■ **Instructions to follow**:
Write out exactly the first lines of the listing, ending on the line that contains "positive clicks: (453, 549) (376, 550)".

■ **Input for this task**:

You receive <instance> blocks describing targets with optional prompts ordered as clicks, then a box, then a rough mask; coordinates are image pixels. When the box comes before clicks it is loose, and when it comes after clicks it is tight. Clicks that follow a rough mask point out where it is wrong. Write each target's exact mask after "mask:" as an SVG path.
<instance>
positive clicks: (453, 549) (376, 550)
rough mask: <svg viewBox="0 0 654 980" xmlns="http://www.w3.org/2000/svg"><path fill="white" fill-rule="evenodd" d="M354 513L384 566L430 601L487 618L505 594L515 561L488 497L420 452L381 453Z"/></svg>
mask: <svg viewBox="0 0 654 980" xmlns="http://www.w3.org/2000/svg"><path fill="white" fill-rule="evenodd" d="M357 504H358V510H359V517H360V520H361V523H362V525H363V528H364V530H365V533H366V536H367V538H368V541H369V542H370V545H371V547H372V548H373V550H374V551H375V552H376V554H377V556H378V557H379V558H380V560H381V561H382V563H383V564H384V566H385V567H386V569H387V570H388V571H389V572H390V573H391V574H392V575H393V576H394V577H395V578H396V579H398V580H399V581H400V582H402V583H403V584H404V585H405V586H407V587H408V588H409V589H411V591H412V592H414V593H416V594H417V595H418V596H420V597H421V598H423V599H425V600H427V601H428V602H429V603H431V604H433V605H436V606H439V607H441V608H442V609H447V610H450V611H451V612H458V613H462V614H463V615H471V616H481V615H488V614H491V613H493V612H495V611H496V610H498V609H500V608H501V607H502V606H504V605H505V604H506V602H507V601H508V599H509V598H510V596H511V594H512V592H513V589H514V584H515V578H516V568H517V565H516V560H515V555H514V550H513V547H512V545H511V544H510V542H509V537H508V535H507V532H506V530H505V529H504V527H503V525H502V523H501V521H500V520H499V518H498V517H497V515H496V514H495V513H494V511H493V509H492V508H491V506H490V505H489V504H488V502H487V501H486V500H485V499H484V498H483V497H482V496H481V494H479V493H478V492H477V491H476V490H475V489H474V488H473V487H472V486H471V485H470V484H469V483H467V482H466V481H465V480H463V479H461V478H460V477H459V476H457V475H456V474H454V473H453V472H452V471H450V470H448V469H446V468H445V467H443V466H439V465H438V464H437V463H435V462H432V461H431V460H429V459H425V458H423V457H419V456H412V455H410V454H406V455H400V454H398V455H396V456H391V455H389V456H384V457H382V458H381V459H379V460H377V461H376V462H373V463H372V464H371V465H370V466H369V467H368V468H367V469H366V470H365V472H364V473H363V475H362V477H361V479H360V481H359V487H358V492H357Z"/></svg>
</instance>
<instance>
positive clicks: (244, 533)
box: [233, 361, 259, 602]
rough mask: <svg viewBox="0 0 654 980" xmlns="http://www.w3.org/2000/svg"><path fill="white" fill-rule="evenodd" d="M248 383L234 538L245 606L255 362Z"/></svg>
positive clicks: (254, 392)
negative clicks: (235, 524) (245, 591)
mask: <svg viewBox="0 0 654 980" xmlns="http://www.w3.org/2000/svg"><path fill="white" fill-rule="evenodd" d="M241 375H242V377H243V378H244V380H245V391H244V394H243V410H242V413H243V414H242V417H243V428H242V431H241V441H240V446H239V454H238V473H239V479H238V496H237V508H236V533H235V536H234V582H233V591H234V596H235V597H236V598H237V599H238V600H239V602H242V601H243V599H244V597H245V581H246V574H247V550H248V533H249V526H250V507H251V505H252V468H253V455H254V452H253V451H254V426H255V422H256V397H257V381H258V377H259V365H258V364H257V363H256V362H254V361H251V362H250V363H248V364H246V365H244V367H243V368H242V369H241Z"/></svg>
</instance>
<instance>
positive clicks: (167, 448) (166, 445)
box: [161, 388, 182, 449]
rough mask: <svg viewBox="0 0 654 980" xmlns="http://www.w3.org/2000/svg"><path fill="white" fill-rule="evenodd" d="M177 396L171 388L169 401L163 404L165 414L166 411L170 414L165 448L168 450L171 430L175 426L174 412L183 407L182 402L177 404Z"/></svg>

■ **Answer area**:
You receive <instance> blocks describing targets with optional prompts ordered as clicks, then a box, then a rough mask; coordinates are image pixels. When the box comes before clicks it is loose, and when it comes after clicks it is tight. Clicks that follow a rough mask point out where it is wrong. Write each target's exact mask after "mask:" as an SVG path.
<instance>
positive clicks: (453, 549) (376, 550)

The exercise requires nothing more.